▸ Box-labeled dataset extracts
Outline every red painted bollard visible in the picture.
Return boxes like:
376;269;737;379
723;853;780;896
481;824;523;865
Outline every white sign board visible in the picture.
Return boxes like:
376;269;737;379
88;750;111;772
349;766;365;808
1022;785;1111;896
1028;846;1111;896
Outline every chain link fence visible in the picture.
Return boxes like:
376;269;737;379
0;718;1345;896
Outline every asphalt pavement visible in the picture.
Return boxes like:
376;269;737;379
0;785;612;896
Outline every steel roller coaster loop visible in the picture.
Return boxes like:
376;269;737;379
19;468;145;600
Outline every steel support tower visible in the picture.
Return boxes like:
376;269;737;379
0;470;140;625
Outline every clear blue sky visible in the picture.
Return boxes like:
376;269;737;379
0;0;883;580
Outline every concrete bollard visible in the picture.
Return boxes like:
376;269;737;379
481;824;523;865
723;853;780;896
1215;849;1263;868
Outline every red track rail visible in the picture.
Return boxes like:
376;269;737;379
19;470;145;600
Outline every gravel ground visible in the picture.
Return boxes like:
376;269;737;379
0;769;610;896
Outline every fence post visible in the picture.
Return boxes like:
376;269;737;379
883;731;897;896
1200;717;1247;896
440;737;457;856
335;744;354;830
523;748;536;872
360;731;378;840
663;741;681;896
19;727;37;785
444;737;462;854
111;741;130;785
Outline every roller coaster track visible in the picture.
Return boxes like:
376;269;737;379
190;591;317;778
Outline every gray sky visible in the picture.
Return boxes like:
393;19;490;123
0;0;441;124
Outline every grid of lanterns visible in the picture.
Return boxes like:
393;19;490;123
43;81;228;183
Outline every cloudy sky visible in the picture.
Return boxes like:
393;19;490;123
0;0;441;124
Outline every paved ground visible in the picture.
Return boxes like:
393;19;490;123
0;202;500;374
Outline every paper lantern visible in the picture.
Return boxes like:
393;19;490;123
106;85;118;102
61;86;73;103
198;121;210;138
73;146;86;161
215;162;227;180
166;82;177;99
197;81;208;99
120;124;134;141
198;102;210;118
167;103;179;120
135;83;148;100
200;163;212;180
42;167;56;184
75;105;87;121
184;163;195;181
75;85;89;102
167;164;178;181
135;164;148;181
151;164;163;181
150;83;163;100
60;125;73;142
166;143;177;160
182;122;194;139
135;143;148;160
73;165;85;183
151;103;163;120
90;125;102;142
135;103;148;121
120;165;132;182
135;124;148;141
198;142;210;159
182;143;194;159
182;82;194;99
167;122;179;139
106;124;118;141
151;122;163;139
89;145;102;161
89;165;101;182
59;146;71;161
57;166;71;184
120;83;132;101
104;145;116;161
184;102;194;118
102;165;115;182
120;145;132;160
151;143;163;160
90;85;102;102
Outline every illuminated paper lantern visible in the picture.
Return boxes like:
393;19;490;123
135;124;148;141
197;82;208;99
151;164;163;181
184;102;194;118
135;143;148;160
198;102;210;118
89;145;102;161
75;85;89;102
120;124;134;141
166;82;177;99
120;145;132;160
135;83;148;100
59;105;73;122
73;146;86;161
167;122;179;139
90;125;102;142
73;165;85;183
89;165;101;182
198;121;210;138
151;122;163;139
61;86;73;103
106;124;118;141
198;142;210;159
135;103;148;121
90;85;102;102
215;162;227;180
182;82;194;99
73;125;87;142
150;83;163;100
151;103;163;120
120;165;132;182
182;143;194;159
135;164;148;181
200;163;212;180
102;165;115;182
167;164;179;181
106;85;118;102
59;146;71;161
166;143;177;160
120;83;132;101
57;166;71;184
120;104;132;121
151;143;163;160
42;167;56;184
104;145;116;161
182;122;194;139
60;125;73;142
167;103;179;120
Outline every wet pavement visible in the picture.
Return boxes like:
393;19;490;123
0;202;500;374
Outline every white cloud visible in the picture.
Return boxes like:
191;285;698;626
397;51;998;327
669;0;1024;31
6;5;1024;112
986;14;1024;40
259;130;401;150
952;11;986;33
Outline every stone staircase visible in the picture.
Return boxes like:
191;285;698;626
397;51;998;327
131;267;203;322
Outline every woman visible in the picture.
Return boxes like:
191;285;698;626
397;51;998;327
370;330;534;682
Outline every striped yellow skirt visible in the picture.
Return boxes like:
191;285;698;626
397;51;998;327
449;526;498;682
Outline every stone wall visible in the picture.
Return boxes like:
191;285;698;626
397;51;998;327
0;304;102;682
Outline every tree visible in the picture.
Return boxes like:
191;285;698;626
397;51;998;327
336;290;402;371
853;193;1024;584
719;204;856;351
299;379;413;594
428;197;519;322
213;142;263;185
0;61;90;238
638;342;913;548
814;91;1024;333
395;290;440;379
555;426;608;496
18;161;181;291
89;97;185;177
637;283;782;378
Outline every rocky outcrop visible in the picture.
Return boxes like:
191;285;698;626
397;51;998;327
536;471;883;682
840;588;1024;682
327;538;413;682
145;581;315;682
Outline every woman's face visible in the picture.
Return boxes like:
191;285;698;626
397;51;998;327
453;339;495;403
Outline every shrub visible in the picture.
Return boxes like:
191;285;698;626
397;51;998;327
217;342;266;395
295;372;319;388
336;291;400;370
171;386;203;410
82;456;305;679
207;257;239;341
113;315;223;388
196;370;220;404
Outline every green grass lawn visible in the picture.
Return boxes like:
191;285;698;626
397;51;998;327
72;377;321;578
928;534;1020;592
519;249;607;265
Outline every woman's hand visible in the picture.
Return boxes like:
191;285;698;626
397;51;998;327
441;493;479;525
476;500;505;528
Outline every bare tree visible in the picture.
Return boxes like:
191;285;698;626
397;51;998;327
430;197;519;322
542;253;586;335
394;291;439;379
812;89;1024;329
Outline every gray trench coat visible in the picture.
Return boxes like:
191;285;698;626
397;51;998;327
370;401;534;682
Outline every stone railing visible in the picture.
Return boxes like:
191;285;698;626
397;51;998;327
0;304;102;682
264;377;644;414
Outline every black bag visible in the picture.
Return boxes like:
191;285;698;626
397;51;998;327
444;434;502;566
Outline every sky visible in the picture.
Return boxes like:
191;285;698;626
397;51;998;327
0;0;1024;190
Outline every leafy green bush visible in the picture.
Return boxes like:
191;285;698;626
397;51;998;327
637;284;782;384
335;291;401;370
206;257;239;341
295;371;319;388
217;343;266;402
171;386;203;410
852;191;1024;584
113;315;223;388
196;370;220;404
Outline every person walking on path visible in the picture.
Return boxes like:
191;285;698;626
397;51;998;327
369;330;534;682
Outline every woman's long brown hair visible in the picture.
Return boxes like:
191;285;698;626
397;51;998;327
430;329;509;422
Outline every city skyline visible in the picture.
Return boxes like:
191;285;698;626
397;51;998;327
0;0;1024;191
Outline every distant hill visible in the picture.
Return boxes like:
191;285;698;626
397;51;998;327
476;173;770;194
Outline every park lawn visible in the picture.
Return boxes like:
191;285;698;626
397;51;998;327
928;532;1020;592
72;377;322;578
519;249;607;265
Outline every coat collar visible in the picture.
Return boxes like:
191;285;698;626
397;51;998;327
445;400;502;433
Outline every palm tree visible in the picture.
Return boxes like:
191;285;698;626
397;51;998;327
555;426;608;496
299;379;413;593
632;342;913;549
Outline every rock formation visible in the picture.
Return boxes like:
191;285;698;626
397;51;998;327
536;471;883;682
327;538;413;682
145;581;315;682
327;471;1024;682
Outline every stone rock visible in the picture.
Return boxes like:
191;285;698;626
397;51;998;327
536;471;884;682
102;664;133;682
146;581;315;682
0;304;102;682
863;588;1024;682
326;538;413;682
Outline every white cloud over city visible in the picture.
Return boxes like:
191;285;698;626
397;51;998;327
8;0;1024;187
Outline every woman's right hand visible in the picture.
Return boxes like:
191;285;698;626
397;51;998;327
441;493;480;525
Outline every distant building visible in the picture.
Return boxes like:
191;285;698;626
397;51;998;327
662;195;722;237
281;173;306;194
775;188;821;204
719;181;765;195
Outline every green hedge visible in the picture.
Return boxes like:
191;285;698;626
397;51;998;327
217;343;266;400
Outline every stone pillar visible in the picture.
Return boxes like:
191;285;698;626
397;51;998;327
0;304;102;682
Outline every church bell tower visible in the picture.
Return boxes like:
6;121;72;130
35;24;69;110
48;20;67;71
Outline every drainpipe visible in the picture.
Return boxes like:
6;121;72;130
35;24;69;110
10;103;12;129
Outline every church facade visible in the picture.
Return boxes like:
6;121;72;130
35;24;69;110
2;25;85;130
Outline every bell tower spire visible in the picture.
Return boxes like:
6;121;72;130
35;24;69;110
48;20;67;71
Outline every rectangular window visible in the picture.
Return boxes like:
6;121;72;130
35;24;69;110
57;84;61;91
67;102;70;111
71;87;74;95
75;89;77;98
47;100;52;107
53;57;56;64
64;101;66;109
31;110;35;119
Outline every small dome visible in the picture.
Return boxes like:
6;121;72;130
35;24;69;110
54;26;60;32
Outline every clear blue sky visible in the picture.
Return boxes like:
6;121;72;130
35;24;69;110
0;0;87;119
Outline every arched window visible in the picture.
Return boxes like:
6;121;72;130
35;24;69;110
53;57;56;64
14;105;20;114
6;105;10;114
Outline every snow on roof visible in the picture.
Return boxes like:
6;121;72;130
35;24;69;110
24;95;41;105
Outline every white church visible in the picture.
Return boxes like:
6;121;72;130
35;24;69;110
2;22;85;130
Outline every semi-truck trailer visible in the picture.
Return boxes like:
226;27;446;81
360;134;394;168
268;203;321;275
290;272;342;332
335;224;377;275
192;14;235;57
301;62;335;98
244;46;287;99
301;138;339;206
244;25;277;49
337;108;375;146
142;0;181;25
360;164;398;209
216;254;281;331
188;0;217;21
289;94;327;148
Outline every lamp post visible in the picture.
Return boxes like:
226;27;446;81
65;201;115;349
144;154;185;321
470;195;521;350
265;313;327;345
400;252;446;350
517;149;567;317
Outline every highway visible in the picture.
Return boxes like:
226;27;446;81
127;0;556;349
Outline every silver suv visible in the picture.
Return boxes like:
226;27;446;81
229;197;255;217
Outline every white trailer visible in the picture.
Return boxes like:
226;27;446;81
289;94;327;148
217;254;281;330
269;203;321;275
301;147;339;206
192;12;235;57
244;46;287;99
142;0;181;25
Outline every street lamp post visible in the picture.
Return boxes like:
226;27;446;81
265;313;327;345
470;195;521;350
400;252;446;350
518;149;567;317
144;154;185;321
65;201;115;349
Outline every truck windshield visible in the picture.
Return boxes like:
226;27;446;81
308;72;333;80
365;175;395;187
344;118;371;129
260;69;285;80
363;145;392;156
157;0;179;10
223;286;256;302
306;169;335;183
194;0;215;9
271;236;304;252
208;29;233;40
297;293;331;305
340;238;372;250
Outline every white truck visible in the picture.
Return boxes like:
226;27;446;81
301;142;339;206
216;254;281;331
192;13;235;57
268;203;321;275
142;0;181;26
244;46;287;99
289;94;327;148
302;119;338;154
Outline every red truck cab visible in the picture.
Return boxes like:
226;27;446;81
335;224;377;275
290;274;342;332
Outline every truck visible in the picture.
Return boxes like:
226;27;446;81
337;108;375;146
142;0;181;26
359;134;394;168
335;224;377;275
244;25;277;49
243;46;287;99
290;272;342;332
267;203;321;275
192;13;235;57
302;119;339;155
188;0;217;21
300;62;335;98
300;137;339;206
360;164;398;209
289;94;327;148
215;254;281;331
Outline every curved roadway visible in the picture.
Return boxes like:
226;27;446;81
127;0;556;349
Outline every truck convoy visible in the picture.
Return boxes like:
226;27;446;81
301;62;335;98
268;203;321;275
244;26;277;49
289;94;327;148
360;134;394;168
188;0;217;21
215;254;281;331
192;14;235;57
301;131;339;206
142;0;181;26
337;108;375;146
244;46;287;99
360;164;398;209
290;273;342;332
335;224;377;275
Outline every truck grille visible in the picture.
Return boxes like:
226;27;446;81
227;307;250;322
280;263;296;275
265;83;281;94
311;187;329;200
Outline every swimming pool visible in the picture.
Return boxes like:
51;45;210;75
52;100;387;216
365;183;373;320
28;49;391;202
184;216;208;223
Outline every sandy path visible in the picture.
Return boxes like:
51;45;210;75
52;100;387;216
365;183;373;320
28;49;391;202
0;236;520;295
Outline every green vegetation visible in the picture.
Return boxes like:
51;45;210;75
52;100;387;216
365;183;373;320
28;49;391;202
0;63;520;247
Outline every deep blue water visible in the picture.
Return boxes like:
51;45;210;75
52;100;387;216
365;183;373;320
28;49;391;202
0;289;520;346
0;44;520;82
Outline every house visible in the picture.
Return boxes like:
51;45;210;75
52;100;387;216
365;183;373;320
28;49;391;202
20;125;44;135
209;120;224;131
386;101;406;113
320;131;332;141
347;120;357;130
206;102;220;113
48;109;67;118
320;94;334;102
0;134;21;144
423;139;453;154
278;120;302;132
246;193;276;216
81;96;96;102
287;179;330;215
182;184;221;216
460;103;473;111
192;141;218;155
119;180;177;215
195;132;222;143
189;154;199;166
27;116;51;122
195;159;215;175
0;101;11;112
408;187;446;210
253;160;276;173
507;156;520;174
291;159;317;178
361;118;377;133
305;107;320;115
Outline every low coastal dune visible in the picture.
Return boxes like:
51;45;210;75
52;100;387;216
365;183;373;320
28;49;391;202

▸ Description of the task
Starting at the line that contains "Outline every curved", repeat each line exactly through the last one in the listing. Include both of those lines and nothing more.

▸ Final result
Outline every curved roadway visible in the picture.
Return boxes like:
226;27;446;81
127;0;556;349
Outline every truck convoy visible in the picture.
Return boxes like:
226;27;446;81
301;62;335;98
268;203;321;275
244;26;277;49
289;94;327;148
360;134;394;168
188;0;217;21
215;254;281;331
192;14;235;57
301;131;339;206
142;0;181;26
337;108;375;146
244;46;287;99
360;164;398;209
290;273;342;332
335;224;377;275
Outline every truck grille visible in the picture.
Return boxes like:
226;27;446;81
227;307;250;322
280;263;296;275
265;83;281;94
311;187;329;200
Outline every swimming pool visible in the picture.
Return boxes like:
51;45;210;75
52;100;387;216
365;183;373;320
28;49;391;202
184;216;208;223
Outline every sandy path visible in the picture.
Return boxes like:
51;45;210;75
52;100;387;216
365;183;373;320
28;49;391;202
0;236;520;295
Outline every green vegetation visible in the picture.
Return boxes like:
51;45;210;75
52;100;387;216
365;183;373;320
28;49;391;202
0;63;520;247
Outline every deep blue water visible in the picture.
Return boxes like:
51;45;210;75
52;100;387;216
365;183;373;320
28;49;391;202
0;289;520;346
0;44;520;82
Outline every house visible in the picture.
Return boxes like:
51;45;210;75
52;100;387;216
365;183;373;320
28;49;391;202
20;125;44;135
209;120;224;131
386;101;406;113
320;131;332;141
347;120;357;130
206;102;220;113
48;109;67;118
320;94;334;102
0;134;21;144
423;139;453;154
278;120;302;132
246;193;276;216
81;96;96;102
287;179;330;215
182;184;221;216
460;103;473;111
192;141;218;155
119;180;177;215
195;132;222;143
189;154;199;166
27;116;51;122
195;159;215;175
0;101;11;112
408;187;446;210
253;160;276;173
507;156;520;174
291;159;317;178
361;118;377;133
305;107;320;115
Outline every low coastal dune visible in the picture.
Return boxes like:
51;45;210;75
52;100;387;216
365;183;373;320
28;49;391;202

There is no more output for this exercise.